[THE REQUEST]:
Extract every line of the listing below that contains the string "head". Case counts, so match capitalization as well.

[TASK MATERIAL]:
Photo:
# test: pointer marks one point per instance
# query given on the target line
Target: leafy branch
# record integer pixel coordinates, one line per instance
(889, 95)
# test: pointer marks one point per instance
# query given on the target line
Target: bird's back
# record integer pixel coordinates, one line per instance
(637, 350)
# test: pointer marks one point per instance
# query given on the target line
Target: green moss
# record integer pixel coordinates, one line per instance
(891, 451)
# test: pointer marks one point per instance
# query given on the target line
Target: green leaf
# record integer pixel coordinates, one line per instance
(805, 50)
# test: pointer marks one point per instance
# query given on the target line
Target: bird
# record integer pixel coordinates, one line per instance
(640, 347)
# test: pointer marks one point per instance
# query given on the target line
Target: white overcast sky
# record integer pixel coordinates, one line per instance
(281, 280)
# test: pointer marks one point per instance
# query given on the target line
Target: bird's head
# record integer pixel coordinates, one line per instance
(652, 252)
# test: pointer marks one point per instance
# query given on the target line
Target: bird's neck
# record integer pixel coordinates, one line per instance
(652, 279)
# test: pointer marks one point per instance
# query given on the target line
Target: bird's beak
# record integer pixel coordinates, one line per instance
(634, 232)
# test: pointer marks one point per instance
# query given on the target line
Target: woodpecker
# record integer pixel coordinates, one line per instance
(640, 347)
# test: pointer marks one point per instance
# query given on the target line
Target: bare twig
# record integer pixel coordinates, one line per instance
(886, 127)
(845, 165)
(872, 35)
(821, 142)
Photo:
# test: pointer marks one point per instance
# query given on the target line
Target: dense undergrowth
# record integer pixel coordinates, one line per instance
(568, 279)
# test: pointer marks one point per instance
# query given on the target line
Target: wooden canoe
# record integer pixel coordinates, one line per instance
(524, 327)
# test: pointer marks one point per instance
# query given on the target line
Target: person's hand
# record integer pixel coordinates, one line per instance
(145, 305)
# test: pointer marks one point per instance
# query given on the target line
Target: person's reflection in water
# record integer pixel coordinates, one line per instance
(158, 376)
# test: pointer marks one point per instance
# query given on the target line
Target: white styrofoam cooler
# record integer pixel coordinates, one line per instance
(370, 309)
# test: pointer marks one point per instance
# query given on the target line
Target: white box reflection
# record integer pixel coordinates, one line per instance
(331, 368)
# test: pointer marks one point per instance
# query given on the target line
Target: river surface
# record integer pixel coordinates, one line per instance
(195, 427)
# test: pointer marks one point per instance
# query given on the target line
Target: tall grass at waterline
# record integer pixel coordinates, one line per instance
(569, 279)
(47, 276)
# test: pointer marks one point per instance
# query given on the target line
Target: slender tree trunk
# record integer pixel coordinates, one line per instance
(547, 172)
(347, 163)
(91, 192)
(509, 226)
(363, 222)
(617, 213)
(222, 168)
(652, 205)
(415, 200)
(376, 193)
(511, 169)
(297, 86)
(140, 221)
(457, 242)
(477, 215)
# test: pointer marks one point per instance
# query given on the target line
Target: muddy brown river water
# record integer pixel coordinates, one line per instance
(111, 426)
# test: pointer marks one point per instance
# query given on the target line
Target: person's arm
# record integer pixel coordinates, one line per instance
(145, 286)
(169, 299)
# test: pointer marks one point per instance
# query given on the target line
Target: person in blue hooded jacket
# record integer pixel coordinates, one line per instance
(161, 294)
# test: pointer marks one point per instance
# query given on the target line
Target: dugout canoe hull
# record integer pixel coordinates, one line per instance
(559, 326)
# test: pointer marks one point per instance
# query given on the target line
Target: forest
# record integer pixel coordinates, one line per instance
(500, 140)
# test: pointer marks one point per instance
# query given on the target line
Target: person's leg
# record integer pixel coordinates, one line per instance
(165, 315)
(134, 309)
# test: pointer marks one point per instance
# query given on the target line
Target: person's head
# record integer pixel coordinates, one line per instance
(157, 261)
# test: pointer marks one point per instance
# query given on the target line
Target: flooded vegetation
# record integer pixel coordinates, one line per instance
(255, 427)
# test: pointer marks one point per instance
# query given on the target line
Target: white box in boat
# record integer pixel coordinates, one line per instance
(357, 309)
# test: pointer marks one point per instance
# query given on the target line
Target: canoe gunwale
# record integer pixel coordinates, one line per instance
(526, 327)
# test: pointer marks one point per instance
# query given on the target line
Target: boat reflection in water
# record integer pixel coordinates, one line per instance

[SOLUTION FOR THIS PROBLEM]:
Target: bird's head
Target: person's head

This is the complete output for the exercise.